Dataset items
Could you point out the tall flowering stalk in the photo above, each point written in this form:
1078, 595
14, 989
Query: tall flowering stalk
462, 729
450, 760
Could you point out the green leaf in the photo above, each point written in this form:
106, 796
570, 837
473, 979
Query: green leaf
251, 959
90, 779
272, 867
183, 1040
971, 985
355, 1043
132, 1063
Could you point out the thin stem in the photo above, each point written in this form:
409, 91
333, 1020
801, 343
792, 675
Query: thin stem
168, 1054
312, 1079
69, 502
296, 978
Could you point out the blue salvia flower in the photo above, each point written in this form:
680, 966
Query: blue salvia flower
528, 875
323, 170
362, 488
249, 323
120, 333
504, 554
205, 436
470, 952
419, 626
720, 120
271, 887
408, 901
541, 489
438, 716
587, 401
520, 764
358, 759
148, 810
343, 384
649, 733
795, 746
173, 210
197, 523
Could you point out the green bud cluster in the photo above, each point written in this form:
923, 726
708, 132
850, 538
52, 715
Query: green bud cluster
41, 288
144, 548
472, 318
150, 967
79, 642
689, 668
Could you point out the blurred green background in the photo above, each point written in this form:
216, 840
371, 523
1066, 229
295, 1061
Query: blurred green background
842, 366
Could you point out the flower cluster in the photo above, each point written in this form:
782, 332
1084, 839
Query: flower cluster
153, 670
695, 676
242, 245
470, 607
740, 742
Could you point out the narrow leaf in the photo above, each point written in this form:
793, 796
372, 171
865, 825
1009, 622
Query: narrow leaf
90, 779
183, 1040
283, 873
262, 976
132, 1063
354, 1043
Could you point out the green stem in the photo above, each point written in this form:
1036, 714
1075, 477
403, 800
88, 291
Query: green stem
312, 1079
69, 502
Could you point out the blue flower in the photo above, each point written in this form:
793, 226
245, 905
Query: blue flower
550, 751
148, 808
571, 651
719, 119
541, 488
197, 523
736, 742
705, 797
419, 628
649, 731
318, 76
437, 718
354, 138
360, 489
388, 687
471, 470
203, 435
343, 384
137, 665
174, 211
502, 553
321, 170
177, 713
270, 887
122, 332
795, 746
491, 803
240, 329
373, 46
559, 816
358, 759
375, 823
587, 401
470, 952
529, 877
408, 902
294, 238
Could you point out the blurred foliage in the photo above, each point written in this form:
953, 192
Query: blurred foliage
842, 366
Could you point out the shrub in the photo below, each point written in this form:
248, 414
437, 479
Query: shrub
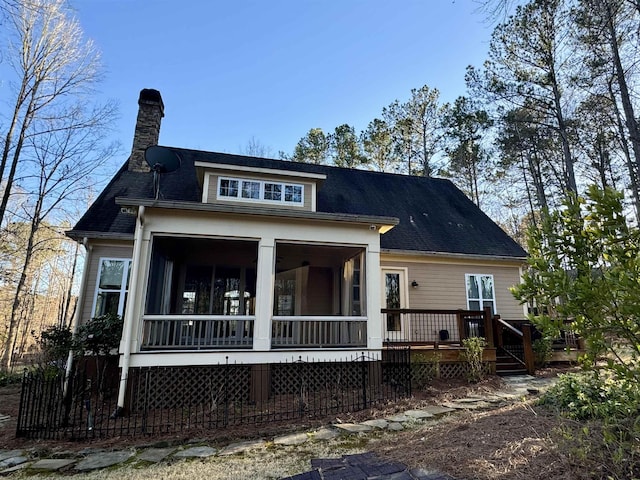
594, 395
542, 351
99, 336
472, 355
55, 343
607, 432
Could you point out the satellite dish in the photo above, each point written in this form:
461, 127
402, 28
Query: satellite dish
161, 160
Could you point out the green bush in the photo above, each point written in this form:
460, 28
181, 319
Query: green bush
606, 432
99, 336
542, 351
590, 395
55, 343
472, 355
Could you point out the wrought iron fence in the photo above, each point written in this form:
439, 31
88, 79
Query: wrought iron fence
163, 400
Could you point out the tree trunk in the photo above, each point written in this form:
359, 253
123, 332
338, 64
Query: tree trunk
14, 320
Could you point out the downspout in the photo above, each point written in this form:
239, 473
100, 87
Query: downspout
129, 315
79, 308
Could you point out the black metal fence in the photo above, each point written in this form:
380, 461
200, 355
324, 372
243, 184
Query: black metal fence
166, 400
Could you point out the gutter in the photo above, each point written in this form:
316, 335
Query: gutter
129, 313
383, 221
79, 309
461, 256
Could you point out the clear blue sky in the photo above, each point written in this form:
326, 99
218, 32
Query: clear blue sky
230, 70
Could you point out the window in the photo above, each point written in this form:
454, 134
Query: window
112, 286
260, 191
273, 191
250, 189
480, 292
293, 193
228, 187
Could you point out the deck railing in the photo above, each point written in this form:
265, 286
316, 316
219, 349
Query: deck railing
319, 332
433, 327
197, 332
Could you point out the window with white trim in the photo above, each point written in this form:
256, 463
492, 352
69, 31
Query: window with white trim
480, 291
112, 286
260, 191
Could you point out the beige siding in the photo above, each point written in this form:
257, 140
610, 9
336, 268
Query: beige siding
212, 196
100, 251
442, 285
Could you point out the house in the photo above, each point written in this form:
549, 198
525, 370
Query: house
254, 260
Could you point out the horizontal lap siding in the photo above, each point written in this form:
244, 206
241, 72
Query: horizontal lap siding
442, 285
100, 251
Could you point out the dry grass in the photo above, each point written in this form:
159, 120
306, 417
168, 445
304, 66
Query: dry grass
518, 441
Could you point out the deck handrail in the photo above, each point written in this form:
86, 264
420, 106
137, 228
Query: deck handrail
510, 327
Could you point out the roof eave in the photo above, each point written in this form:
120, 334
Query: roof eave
380, 222
466, 256
80, 235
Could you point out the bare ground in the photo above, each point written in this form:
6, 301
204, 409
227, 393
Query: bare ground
518, 441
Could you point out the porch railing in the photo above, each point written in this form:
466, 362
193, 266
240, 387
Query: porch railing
433, 327
197, 332
319, 332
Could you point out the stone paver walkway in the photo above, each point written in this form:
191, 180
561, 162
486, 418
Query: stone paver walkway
349, 467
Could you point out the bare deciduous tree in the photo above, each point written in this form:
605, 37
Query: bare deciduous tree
52, 62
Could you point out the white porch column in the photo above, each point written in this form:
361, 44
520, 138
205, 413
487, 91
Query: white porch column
374, 317
264, 294
130, 317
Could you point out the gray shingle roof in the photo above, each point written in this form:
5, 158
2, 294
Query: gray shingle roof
434, 215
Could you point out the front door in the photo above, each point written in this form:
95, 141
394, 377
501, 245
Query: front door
394, 283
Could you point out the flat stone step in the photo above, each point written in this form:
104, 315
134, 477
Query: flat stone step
353, 427
52, 464
196, 452
103, 460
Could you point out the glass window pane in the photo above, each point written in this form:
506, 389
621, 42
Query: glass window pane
251, 189
228, 188
293, 193
487, 286
107, 302
128, 274
393, 322
273, 191
197, 290
392, 290
472, 287
226, 291
111, 274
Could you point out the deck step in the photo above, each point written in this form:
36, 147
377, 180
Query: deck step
509, 373
506, 366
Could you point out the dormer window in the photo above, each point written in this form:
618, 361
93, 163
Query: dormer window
260, 191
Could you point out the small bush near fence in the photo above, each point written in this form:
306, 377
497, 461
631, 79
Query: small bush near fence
163, 400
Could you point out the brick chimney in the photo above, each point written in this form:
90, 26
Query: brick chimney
147, 133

* **Required work**:
Can you reproduce every one of the lines above word for word, leaving the pictures out of your answer?

* **Answer to this problem**:
Could you point out the tall flowering stalk in the photo above, each point written in this form:
1078, 595
14, 989
Query: tall flowering stalk
462, 729
450, 760
Could you point out the green leaf in the photo above, each point written in this form:
106, 796
570, 837
473, 979
Query: green leaf
251, 959
90, 779
272, 867
183, 1040
971, 985
355, 1043
132, 1063
Could you point out the thin stem in the photo above, each point written in this form:
409, 91
333, 1020
801, 343
792, 675
Query: thin stem
168, 1054
312, 1079
69, 502
296, 978
Could you point out the blue salvia flower in the photo above, each point written in this form:
680, 966
Query: blue salvia flower
528, 875
323, 170
362, 488
249, 323
120, 333
504, 554
205, 436
470, 952
419, 626
720, 120
271, 887
408, 901
541, 489
438, 716
587, 401
520, 764
358, 759
148, 810
343, 384
649, 733
795, 746
173, 210
197, 523
Could you point out the green bud cluster in the photo above, each point written in this form:
923, 726
708, 132
850, 538
52, 715
Query: green bud cluster
41, 288
144, 548
472, 318
150, 967
79, 642
689, 668
Could you point out the blurred green background in the photo above, each point written in this form:
216, 840
371, 523
1066, 229
295, 1061
Query: blurred green background
842, 366
Could you point out the flower cluster in the photo above, each point written in this form:
782, 332
1084, 839
Query: flower cluster
153, 670
695, 676
242, 245
470, 607
740, 742
Could you point out the narrow leaf in the photo above, each point written in this form:
793, 796
372, 171
865, 825
1009, 622
Query: narrow leaf
90, 779
183, 1040
283, 873
262, 976
132, 1063
354, 1043
Could you point out the green stem in the photo above, each point written in this form:
1036, 714
1075, 477
403, 800
88, 291
Query: green stem
312, 1079
69, 502
Could you point out the blue flower in the photo above, each point written in this form:
793, 226
245, 905
Query: blue flower
550, 751
148, 808
571, 651
719, 119
541, 488
197, 523
736, 742
705, 797
419, 628
649, 731
318, 76
437, 718
354, 138
360, 489
388, 687
471, 470
203, 435
343, 384
137, 665
174, 211
502, 553
321, 170
177, 713
270, 887
122, 332
795, 746
491, 803
240, 329
373, 46
559, 816
358, 759
375, 823
587, 401
470, 952
529, 877
408, 902
294, 238
Could you point out the blurred foliage in the photo above, each point written in this form:
953, 192
Query: blurred foliage
842, 366
Could you point out the shrub in the photo below, each point written in this form:
248, 414
437, 479
Query: shrub
594, 395
542, 351
99, 336
472, 355
55, 343
607, 432
Could you point out the satellite dish in the photo above, each point written in this form:
461, 127
402, 28
Query: satellite dish
161, 160
Could you point out the green bush in the photo above, each point written in this form:
460, 28
181, 319
Query: green bush
606, 432
99, 336
542, 351
590, 395
55, 343
472, 355
Could you point out the wrought iron fence in the photo above, each point written in this form:
439, 31
88, 79
Query: wrought iron fence
163, 400
Could you point out the tree trunk in the photo above, each point written in this form:
359, 253
123, 332
338, 64
Query: tree trunk
14, 320
Could you point out the downspout in the photo above, each point written in this form:
239, 473
100, 87
Query: downspout
129, 315
79, 308
Could you point out the black metal fence in the photo above, each point written in this form:
380, 461
200, 355
324, 372
243, 184
Query: black metal fence
166, 400
Could you point out the gutter in the photo above, each point written in this form:
316, 335
Query: gutter
129, 313
383, 221
79, 309
461, 256
Could you point out the clear blue sky in the photo above, each point written in this form:
326, 99
218, 32
Query: clear blue sky
230, 70
Could you point out the window in the photo above, each point written in this form:
454, 134
Query: window
112, 286
260, 191
273, 191
250, 189
480, 292
293, 193
228, 187
Could you point out the deck railing in the photo above, each point written in this form:
265, 286
316, 316
219, 349
Query: deck railing
319, 332
433, 327
197, 332
Could you point out the window with white trim in the photo above, each point written in this form:
256, 463
492, 352
69, 31
Query: window with white trim
480, 291
112, 286
260, 191
Could you point out the beige siding in the photo above, each point written in this form:
257, 140
610, 9
336, 268
Query: beige siding
212, 196
100, 251
442, 285
Could you point out the house in the photo above, each point written in this form:
549, 198
525, 370
Query: house
254, 260
Could you point out the horizontal lap siding in the photo above, each point written in this form:
244, 206
241, 72
Query: horizontal lap siding
442, 285
100, 251
Could you point out the dry grass in the photo above, each point written in this form:
159, 120
306, 417
168, 445
304, 66
Query: dry grass
518, 441
Could you point out the deck handrail in the photo above, each point written in this form:
86, 264
420, 106
137, 228
Query: deck handrail
510, 327
Could you point out the roof eave in the photo above, each point written in this form:
120, 334
Query: roof eave
380, 222
466, 256
80, 235
Could you point out the bare ground in the photo above, each point written in this form:
6, 301
204, 409
227, 393
Query: bare ground
518, 441
Could you point out the porch railing in the photo above, each point written in this form:
466, 362
193, 266
240, 387
Query: porch railing
433, 327
197, 332
319, 332
Could you point out the stone paver walkway in the photo above, each point written in this form:
191, 180
561, 162
486, 418
Query: stone paver walkway
349, 467
Could you point out the bare deciduous tree in the photo above, each point written in this form:
605, 37
Query: bare deciduous tree
52, 62
Could you point out the white porch column in the photo above, each point written in this form:
361, 44
520, 138
205, 413
487, 91
Query: white porch column
374, 317
264, 294
130, 317
Could you point out the gray shingle roof in the photo above, each point written in this form:
5, 158
2, 294
Query: gray shingle roof
434, 215
Could you point out the front door in the photo above, each point written in this form:
95, 141
394, 377
501, 245
Query: front door
394, 283
Could you point out the flat stone step in the photo above, each point written in this form:
104, 315
134, 477
Query: flat stone step
353, 427
52, 464
196, 452
103, 460
Could you point out the glass window pane in the photo above, each point written in this form:
506, 389
621, 42
Query: glass window pane
251, 189
228, 188
293, 193
487, 286
107, 302
128, 274
393, 322
273, 191
197, 290
392, 290
472, 287
226, 291
111, 274
Could you point out the deck step in the photo above, each point written in this form:
36, 147
377, 180
Query: deck step
509, 373
506, 366
Could you point out the dormer window in the photo above, each point written in this form:
618, 361
93, 163
Query: dormer window
260, 191
Could you point out the small bush near fence in the photo above, each point written in this form:
306, 377
497, 461
631, 79
Query: small bush near fence
163, 400
Could you point out the brick chimney in the photo above, each point written in this form:
90, 26
Query: brick chimney
147, 133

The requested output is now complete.